**TASK ITEM**. Each line of the records that holds "dress" should be shown in full.

**RECORDS**.
──────────

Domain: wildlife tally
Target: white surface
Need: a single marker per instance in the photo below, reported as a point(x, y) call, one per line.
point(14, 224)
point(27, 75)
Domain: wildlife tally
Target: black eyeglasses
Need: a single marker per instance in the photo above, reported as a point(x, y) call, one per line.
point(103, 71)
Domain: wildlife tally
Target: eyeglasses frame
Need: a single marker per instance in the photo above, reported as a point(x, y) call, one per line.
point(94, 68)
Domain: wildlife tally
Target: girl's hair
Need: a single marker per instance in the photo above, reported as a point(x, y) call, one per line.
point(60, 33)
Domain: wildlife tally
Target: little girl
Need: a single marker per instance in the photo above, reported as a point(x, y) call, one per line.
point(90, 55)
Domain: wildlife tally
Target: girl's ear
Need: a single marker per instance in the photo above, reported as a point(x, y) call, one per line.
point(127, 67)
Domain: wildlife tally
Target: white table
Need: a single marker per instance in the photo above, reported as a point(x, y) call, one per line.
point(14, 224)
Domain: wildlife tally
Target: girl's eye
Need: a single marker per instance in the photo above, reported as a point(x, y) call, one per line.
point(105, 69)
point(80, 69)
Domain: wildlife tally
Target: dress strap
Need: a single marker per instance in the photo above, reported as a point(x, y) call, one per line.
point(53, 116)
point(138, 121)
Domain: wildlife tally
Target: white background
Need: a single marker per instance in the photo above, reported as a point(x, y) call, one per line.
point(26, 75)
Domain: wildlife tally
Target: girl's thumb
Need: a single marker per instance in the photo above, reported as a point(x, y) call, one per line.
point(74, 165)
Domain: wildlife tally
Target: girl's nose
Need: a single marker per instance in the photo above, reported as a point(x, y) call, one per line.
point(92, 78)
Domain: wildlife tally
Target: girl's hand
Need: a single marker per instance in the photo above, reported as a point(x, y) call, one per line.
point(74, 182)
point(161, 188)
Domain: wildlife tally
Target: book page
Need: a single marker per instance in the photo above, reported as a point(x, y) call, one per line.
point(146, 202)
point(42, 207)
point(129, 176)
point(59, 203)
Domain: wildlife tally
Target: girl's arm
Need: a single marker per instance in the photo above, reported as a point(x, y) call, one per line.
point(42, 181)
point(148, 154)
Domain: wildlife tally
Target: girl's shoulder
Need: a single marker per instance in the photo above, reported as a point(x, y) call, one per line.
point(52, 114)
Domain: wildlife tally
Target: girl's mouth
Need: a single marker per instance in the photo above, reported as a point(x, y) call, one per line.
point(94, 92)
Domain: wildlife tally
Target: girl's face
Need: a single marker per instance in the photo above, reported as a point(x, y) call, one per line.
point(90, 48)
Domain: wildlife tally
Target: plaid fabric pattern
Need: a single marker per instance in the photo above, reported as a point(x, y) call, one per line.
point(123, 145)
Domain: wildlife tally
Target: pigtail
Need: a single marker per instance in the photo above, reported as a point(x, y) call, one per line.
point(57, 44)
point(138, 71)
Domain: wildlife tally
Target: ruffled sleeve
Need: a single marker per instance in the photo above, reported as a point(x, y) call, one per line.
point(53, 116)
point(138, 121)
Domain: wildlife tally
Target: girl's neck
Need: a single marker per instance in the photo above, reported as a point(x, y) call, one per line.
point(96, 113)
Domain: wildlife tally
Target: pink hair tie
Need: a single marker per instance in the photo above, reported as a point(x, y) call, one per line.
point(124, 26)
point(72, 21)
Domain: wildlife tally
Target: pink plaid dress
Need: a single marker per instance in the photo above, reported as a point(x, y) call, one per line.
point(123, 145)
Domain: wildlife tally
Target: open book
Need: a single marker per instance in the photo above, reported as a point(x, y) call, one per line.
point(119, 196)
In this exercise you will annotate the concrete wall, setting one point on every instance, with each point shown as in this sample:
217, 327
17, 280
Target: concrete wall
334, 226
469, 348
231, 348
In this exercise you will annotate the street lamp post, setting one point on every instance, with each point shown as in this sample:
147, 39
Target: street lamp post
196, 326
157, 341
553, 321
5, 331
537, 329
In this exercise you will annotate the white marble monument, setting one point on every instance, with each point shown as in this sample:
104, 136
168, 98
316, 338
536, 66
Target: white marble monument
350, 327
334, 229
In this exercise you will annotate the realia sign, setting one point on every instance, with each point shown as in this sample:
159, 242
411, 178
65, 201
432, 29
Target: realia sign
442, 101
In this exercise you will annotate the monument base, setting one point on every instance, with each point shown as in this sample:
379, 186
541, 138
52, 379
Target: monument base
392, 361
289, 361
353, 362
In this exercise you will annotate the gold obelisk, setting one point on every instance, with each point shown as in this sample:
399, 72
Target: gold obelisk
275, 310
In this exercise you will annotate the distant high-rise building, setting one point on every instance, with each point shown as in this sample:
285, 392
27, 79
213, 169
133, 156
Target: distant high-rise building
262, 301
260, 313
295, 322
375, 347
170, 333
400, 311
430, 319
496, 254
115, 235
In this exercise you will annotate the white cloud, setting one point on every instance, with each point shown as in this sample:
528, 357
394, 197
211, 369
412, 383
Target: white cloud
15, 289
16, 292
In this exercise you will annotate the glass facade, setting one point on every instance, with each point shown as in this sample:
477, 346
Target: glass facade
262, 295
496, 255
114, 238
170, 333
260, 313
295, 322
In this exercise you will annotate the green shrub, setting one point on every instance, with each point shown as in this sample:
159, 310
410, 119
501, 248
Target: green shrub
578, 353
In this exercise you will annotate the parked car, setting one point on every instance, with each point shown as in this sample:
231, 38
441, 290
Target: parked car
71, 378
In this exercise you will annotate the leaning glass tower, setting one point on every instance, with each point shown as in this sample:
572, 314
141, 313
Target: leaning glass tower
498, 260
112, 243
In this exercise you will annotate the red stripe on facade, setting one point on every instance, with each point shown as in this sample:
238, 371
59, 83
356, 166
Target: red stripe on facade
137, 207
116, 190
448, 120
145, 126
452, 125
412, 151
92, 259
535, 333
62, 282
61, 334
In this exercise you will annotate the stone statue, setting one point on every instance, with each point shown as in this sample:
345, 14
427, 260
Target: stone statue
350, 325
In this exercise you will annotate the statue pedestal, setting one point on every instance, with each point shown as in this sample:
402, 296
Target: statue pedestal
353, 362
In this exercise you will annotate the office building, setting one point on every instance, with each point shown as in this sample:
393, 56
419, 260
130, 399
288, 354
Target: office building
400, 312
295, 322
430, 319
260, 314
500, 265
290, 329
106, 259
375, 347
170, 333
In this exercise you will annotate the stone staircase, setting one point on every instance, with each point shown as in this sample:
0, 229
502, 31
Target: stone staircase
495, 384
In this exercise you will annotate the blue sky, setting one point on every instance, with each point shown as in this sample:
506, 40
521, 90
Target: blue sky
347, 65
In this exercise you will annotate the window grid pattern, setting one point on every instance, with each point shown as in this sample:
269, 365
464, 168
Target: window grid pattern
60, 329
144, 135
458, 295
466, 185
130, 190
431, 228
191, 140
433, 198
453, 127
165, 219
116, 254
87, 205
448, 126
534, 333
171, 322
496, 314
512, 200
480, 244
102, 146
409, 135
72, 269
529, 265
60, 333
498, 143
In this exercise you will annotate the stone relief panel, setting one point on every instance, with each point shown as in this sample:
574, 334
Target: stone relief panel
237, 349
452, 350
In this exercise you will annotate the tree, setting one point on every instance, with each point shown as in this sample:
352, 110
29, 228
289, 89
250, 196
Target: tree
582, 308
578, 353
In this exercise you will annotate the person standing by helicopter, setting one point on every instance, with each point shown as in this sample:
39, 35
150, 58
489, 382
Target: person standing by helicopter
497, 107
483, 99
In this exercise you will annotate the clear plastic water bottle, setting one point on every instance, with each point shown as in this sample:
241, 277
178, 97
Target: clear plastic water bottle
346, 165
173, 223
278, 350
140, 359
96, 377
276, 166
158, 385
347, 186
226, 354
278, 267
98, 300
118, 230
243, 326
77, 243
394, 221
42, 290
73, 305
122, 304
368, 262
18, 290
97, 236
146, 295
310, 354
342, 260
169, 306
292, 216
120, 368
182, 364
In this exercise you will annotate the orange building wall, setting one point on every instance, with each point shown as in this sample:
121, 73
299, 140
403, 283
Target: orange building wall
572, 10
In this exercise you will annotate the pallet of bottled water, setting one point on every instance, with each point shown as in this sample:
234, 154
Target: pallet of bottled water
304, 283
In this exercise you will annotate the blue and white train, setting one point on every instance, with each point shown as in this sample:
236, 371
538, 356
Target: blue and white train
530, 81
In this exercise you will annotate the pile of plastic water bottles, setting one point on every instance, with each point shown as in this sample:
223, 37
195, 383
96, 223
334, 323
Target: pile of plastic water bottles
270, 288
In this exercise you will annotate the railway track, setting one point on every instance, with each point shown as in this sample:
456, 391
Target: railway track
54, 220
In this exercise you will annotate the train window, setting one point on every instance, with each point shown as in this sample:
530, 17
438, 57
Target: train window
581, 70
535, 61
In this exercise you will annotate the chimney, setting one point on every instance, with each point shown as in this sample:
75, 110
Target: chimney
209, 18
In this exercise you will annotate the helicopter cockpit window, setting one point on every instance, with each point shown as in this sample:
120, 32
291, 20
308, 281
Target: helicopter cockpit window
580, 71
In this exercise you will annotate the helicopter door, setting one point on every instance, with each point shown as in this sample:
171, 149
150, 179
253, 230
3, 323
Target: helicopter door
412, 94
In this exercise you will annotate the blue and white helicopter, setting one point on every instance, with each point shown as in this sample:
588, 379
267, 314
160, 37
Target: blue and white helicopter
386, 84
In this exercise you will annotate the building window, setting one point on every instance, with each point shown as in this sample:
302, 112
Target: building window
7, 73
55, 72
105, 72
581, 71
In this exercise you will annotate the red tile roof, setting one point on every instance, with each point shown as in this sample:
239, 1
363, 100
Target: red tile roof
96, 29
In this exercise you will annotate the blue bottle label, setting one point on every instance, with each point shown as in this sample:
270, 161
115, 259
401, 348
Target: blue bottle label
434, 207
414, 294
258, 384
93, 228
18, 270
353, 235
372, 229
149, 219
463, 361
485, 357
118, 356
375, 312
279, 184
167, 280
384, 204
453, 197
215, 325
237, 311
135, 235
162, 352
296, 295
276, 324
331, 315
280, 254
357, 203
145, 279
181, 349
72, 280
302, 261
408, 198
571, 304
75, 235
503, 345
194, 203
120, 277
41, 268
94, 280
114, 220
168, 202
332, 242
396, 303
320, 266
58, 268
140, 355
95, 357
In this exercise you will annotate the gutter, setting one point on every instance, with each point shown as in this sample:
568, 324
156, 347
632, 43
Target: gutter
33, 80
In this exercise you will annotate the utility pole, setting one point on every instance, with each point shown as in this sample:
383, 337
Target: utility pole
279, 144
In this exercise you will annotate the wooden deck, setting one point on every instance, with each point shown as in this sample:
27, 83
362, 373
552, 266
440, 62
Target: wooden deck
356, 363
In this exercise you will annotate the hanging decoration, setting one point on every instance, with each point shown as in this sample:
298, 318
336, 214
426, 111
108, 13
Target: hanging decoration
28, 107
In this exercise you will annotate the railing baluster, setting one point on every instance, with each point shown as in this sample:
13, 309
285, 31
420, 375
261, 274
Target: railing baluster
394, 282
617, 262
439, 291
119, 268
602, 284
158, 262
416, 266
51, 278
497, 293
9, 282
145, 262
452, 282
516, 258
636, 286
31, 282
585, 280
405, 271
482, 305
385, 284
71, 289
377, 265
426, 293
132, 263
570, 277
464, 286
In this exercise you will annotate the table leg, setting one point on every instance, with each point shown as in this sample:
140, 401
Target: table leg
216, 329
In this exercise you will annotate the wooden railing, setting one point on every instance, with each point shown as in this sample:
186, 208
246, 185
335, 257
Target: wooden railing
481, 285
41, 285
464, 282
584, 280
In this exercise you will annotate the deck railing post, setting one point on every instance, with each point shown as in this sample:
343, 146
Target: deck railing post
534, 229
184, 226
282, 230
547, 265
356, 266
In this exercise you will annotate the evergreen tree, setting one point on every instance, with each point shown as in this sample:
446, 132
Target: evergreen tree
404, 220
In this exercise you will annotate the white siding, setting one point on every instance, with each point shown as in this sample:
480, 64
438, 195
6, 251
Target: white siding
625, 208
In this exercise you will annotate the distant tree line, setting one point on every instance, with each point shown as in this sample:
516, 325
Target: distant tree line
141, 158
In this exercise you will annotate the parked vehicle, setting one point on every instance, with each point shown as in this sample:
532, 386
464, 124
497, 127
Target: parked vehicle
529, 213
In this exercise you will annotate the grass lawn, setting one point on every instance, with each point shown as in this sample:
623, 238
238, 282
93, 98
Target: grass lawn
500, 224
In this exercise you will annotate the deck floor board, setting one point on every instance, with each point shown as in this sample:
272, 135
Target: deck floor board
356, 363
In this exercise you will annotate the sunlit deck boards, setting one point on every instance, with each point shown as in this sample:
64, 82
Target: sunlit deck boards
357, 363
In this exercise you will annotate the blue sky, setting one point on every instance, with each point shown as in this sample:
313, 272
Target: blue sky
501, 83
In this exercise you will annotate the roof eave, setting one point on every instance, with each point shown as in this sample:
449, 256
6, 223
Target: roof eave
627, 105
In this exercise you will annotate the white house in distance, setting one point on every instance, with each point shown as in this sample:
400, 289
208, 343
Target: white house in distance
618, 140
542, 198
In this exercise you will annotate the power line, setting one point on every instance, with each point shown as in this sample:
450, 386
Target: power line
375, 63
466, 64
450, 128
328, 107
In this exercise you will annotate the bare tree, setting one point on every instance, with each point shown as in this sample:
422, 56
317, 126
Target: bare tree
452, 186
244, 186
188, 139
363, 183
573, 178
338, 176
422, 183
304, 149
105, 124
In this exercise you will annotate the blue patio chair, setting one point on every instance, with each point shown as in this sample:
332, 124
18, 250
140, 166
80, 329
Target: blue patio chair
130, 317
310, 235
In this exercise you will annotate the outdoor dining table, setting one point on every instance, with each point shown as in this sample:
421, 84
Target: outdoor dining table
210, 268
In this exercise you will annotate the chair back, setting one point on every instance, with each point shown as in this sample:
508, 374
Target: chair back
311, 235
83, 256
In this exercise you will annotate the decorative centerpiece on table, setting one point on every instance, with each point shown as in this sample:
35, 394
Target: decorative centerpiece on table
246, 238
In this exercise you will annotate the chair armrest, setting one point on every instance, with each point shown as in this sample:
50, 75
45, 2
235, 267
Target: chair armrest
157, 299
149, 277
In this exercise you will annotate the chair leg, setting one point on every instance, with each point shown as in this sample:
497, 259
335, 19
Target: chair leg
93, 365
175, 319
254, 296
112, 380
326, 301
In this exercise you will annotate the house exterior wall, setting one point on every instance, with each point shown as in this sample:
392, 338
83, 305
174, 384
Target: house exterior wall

──────────

**TASK ANSWER**.
Target: dress strap
Target: pink plaid dress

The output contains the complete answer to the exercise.